**What this exercise asks**
1. In the abstract on diabetes phenotype definitions, reproduce everything from "Materials and methods: Inclusion" down to "results) were compared.".
2. According to the abstract on diabetes phenotype definitions, what proportion of the patient population did the broad Durham Diabetes Coalition definition identify?

**Source passage**
Start of Block

Objective: This study compares the yield and characteristics of diabetes cohorts identified using heterogeneous phenotype definitions.
Materials and methods: Inclusion criteria from seven diabetes phenotype definitions were translated into query algorithms and applied to a population (n=173 503) of adult patients from Duke University Health System. The numbers of patients meeting criteria for each definition and component (diagnosis, diabetes-associated medications, and laboratory results) were compared.
Results: Three phenotype definitions based heavily on ICD-9-CM codes identified 9-11% of the patient population. A broad definition for the Durham Diabetes Coalition included additional criteria and identified 13%. The electronic medical records and genomics, NYC A1c Registry, and diabetes-associated medications definitions, which have restricted or no ICD-9-CM criteria, identified the smallest proportions of patients (7%). The demographic characteristics for all seven phenotype definitions were similar (56-57% women, mean age range 56-57 years).The NYC A1c Registry definition had higher average patient encounters (54) than the other definitions (range 44-48) and the reference population (20) over the 5-year observation period. The concordance between populations returned by different phenotype definitions ranged from 50 to 86%. Overall, more patients met ICD-9-CM and laboratory criteria than medication criteria, but the number of patients that met abnormal laboratory criteria exclusively was greater than the numbers meeting diagnostic or medication data exclusively.

End of Block

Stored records
Start of Block

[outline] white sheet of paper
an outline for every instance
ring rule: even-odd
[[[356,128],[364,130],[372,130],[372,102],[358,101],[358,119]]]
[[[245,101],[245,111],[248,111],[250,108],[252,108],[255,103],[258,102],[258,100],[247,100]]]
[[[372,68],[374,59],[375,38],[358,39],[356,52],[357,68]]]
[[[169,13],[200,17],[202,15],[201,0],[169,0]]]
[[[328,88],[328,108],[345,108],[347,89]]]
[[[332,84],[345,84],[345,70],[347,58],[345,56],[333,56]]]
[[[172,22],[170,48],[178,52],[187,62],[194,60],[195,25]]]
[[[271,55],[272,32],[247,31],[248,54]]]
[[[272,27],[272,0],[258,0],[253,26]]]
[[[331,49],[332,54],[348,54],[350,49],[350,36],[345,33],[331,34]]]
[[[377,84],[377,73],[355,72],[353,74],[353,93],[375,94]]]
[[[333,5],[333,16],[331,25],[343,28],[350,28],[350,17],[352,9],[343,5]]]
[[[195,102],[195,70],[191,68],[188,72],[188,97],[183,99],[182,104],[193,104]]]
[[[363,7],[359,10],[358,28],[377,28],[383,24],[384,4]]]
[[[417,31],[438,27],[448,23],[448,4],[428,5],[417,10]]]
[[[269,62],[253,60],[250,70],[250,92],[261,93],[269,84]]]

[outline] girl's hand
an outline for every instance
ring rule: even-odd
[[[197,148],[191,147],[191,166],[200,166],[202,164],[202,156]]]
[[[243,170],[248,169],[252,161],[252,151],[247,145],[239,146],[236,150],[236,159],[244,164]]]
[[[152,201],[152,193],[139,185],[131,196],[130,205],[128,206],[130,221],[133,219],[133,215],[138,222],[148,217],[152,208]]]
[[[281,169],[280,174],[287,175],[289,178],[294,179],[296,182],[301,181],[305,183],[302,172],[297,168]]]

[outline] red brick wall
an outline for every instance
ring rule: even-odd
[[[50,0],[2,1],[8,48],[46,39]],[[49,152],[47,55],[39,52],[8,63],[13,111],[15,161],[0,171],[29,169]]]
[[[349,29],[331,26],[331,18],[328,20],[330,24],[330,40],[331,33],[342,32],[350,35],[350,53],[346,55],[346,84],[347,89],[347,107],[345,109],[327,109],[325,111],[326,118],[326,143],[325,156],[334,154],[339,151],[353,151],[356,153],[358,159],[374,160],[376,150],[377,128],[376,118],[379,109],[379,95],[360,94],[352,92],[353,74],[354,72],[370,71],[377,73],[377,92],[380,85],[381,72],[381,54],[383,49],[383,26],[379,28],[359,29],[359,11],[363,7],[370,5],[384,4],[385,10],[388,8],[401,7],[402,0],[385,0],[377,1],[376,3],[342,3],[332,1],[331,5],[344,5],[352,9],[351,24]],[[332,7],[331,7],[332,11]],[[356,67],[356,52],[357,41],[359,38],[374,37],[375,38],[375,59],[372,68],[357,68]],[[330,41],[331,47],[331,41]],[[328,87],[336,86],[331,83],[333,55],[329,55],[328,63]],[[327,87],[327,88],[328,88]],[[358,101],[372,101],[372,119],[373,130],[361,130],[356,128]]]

End of Block

**Responses to the exercise**
1.
Materials and methods: Inclusion criteria from seven diabetes phenotype definitions were translated into query algorithms and applied to a population (n=173 503) of adult patients from Duke University Health System. The numbers of patients meeting criteria for each definition and component (diagnosis, diabetes-associated medications, and laboratory results) were compared.

2. 13% of the patient population.